GIVEN TASK
Retype each entry below exactly as it stands.

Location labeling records
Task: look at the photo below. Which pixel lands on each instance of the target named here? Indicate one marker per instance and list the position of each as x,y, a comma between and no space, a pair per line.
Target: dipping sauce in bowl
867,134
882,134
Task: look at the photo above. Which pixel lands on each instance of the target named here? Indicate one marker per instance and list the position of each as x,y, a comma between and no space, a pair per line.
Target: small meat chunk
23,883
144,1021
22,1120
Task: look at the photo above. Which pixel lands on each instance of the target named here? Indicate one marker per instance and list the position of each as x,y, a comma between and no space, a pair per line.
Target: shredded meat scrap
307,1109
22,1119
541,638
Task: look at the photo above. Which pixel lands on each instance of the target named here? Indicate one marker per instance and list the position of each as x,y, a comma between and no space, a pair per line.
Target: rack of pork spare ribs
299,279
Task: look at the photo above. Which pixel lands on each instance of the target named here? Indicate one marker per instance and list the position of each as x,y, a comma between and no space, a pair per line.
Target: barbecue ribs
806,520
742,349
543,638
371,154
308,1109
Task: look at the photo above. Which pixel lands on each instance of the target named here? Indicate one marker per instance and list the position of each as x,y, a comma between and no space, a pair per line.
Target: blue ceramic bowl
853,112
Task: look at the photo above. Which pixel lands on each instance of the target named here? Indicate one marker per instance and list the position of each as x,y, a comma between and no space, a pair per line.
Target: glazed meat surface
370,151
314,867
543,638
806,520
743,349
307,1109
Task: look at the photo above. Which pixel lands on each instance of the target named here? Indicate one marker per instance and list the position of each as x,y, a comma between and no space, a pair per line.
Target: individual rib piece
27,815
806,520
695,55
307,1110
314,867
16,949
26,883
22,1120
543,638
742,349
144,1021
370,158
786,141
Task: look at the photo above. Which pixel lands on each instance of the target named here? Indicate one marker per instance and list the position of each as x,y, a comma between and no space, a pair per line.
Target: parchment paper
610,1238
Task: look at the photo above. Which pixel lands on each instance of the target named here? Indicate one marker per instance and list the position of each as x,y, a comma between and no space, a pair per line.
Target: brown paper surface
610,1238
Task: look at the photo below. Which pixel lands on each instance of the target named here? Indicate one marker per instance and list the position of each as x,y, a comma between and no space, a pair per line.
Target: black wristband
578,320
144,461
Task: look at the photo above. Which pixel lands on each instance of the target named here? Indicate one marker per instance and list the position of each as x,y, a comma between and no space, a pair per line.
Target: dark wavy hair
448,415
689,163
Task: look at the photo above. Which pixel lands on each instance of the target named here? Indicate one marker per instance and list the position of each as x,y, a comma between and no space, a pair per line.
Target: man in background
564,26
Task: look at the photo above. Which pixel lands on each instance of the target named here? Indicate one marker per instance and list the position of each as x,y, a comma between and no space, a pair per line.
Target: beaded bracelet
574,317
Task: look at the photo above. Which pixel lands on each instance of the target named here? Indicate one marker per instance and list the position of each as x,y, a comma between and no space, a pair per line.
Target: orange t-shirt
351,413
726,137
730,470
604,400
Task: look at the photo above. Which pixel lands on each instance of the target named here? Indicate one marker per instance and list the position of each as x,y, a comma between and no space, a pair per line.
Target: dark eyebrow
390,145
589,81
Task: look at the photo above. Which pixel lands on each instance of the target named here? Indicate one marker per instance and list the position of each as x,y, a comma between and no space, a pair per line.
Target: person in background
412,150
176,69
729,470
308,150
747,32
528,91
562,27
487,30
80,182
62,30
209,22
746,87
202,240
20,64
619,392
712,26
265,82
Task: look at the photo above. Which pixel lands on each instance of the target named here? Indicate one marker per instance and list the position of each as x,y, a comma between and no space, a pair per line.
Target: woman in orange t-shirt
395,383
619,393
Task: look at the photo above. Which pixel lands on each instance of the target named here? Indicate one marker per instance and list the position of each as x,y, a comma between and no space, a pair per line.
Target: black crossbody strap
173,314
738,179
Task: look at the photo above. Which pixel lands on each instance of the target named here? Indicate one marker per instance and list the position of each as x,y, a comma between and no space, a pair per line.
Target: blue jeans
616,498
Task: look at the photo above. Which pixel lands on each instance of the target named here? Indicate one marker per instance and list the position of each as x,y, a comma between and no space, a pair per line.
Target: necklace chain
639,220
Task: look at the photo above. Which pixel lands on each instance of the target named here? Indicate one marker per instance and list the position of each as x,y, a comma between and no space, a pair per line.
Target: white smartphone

ANSWER FOR THE TASK
Task: look at the photo below. Which pixel lands on each instance of the target named here? Indicate one marker per instance and list the position of each as x,y, a comma between and no space, a pair per line.
Target: dipping sauce in bowl
867,134
882,134
Task: look at the photo above. Which pixel lands on each instance of the target named here? Indicate one marker per instance and list the position of each as x,y, a comma between and no space, a pair per line.
Target: small meat chunk
23,883
144,1021
22,1120
Task: look at the photo above. Which pixel lands on each instance of the target named here? Indicate one marker per instance and list the position of each as x,y, a comma between and no space, a pair per line.
Target: shredded meat scrap
307,1109
22,1119
541,638
Task: look at the photo above. Which pixel lands on each instance of the target named here? Indicate one marker per instance and list the position of each as x,y, a comma between and no space, a pair per line.
Target: rack of pork spare ribs
299,279
Task: look at the photo above. Which pixel lands on each instance of the target named here? Indicate one marker per instance and list the position of each as x,y, a comma between and no space, a pair per line.
Target: barbecue ribs
806,520
742,349
543,638
371,154
308,1109
Task: look at the photo above. Which pixel lands on each instance of the target named here? Indicate one marker per instance and list the position of each as x,y, a comma between and no space, a pair per line.
Target: blue ceramic bowl
853,112
Task: look at the photo above. Which pixel lands on each instance of the target named here? Indicate one marker per instance and list the position of each as x,y, a comma between and no space, a pair per line.
Target: glazed meat surface
370,151
314,867
543,638
806,520
743,349
307,1109
Task: look at the photo above. Which pixel lands on each instance of the target named here? Indicate one marker per instance and list the position of each as x,y, a comma between and no space, a pair per line.
Target: individual rib piece
27,815
806,520
695,55
307,1110
314,867
16,949
26,883
22,1120
543,638
742,349
144,1021
370,158
786,141
Task: look at the photo above. Which pixel lands on each instance of the target named here? Indicate one marker per instance and list the position of each as x,y, a comma between and no space, a pair per line.
Target: parchment paper
610,1238
Task: look at the photo above. Which pixel lands on each instance of the target named here? Indicate one marker per instance and list the position of each as x,y, a comma between and no space, a pair per line.
Target: brown paper surface
610,1238
Task: look at the photo below. Which pixel lands on each instance of the target named here? Indicate one marker per instance and list the position of each as x,y, a comma between and no space, a pair per line.
Target: black wristband
578,320
144,461
Task: look at the photo above. Which pixel lands on each instance of the target named here? Indicate one marker per instance and list the position of each as x,y, a comma between and no space, a pair per line.
Target: dark wavy hair
448,415
689,163
Task: look at the photo above. Which pixel lands on each instance of the target named here? Indicate one marker per instance and list the position of each as x,y, a comma between and no space, a pair per line.
Target: man in background
564,26
Task: look at the photo above. Which pixel lands on each instance of the target named here? Indicate one marker per instance and list the position of each as x,y, a comma between and no space, a pair per line.
Target: beaded bracelet
574,317
Task: look at the photo above. Which pixel lands on each instance of the target named here? Indicate one marker per instance and list the position of each as x,y, a comma between and no space, a pair per line.
Target: orange t-shirt
351,413
726,137
730,470
604,400
Task: look at the photo above. Which pixel lands on each instance of the target named here? Indicate one marker per instance and list the position of each as x,y, a comma between and no space, a pair per line.
Target: dark eyebrow
390,145
589,81
Task: look at the photo above. Which pixel lands on each instance of the target named here? Indicate one marker per instance and list the position of each as x,y, a comma between and no space, a pair per line.
Target: person in background
412,150
176,69
729,470
308,150
747,32
528,91
562,27
487,30
80,182
62,30
209,22
746,87
202,240
20,64
619,392
712,26
265,82
Task: look at the photo above. Which pixel lands on each instance of the target named here? Indicate one marker per instance and list the position of each as x,y, a comma between and no space, a pair per line.
Target: woman in orange t-shirt
395,383
619,393
Task: look at the photo above. Which pixel lands on each instance of the target named here? Indicate one marker per instance and list the position of each as x,y, a comma between and no space, a pair per line.
Target: black crossbody strap
173,314
738,179
Task: look at the photo above. Which pixel lands on each instance of the target named here? Indicate one marker per instance and list the position of each as x,y, a comma between and no space, a pair per line.
Target: blue jeans
616,498
Task: look at the photo above. Which pixel lands on each instance of the target named here? Indicate one marker per instance and list the position of each as x,y, a comma between and no space, a pair per line.
Target: necklace chain
639,220
Task: look at the photo above. Which pixel lands on each instance of the target named here? Indicate one marker per instance and list the position of each as x,y, a comma between and no space, a pair per line.
Target: white smartphone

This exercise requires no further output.